_Text shown_.

%%

Stream of thoughts on heroes and the Art of Fielding at Penn State


I recently read The Art of Fielding, the new IT novel of the year by editor Chad Harbach. It chronicles the college years and the emergence into adulthood of three baseball players who turn around a struggling small college team.  It also includes the characters around them: the university president, his obsession with Moby Dick, and his daughter.  It’s a very good, fast-paced read that gives a real insight into human nature, and of course, being a shortstop on a scandalized college baseball team.  Fielding turned out to be surprisingly relevant in the wake of the football scandal erupting at my alma mater, because it helped me to understand the passion of people who love sports, which has been hard for me to understand.
I would wager to say that at least 75% of the people who choose to attend Penn State do so because of its legendary football program.  The fact that we are consistently on the list of top 10 party schools doesn’t hurt. But that’s not why I chose it.  I went to Penn State because it offered me the most scholarship money, it was the cheapest school, and it was far enough from home, but not too far.  I never attended a Penn State football game, and I never got school spirit or Thon, which, to me, always seemed like a very flashy way to make cancer research about the students rather than the actual kids.
To me, Penn State was the fact that I could go over to my Hebrew professor’s apartment and talk about Bedouins for hours while he made Turkish coffee, and the gym at 5 am before class. It was the business building where I worked in the economics laboratory and the bellydancing class where I met one of my best friends. It was the smell of books in the economics department building on a cold November day. It was the fact that Mr. B’s roommates had thrown my shoes out the window of his apartment building during a snow storm. It was my first taste of jungle juice (Never again) .
So for me, the scandal  is as far away as college itself.  Why does it matter who got let go, as long as the truth comes out in the trial? Who cares how it’s being portrayed in the media?  Why do people feel the need to write page-long rants on Facebook about why someone is not guilty or dissect every minute aspect of the trial? Why are people so dramatic about Joe Paterno? He’s just a man, not a god.

%%

_Task item A_. Decide whether each statement agrees with the Penn State post, answering yes or no and quoting the deciding words: (i) The writer attended Penn State football games. (ii) Penn State offered the writer the most scholarship money. (iii) The writer met one of their best friends in a bellydancing class.
_Task item B_. Extend the Penn State post, picking up right after its final sentence.

_Provided data_.
%%

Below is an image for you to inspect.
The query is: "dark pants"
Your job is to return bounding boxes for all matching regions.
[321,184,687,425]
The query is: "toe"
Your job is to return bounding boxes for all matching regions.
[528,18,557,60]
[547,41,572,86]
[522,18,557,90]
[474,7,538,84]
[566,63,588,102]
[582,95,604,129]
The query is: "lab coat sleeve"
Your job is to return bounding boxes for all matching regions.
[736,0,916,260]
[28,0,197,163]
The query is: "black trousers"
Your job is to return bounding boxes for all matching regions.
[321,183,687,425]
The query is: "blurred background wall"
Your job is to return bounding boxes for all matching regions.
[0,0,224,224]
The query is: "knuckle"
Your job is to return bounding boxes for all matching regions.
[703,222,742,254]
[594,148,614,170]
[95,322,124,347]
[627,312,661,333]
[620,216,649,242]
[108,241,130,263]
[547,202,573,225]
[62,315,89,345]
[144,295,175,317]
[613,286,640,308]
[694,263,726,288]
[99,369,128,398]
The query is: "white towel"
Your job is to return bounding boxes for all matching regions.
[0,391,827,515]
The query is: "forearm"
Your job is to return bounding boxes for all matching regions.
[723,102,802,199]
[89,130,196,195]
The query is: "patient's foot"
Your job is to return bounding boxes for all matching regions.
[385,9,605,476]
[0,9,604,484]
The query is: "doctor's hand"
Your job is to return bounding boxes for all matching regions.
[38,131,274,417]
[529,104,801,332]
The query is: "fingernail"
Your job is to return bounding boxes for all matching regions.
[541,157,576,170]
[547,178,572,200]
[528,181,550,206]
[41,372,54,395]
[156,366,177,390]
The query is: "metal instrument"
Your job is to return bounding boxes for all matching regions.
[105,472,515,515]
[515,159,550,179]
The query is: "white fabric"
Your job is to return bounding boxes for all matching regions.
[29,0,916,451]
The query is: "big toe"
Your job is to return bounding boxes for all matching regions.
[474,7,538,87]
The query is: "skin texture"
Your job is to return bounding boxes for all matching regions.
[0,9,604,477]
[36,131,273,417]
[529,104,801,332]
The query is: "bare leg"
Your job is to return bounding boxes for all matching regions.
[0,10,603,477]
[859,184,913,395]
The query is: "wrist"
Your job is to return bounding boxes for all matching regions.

%%

_Answer box A_.
(i) No: "I never attended a Penn State football game"
(ii) Yes: "it offered me the most scholarship money"
(iii) Yes: "the bellydancing class where I met one of my best friends"

_Answer box B_.
The more I thought about this question, the more I realized that everyone has their own idols. In Fielding, Mike Schwartz, the philosopher catcher, is shortstop Henry Skrimshander’s idol and the driving force behind the entire team. But, as the book unfolds, we see that Mike is deeply flawed, and once you unwrap the wrapper,the glory, the hero, all that’s left  inside is a man or woman.  They may be a legend at sports, but they are guided by the same decisions we all are guided by in their personal lives. For me, the first time I realized that people are people no matter how much power they have was in high school when I learned that Golda Meir smoked AND didn’t spend a lot of time with her kids. Heroes aren’t supposed to smoke. Or make mistakes.
But what frustrates me is that people don’t see Joe Paterno as anything but, and the Internet is now full of the cries of my fellow alumni saying he was wronged and that they’ll show up at the next football game to support the university, as if the university is going to fall apart without him. As  in post-college America, the heres at Penn State are the football players and the coach. The scandal is getting so much attention not because children were harmed, but because Penn State football is huge and brings in the money and Paterno was the facilitator of that and people are blindly decrying the fact that he was wrongly made to retire just because of the fact that he led the football team to victory.  I am 100% sure if an award-winning professor were in the same position as Joe Paterno, the problem wouldn’t make ripples past the State College community and he would quietly go away without a second word.
So I guess what’s really bothering me is that people, including the media, the Board of Trustees, and everyone on Facebook and Twitter, are not acting rationally or logically, letting the passion of the holy trinity of American football, blind hero worship, and money, carry them to scary conclusions and hysteria.
All I can say is that I am disappointed in a number of things, the fact that Chard Harbach finished his novel before this scandal gave him more inspiration being one of them.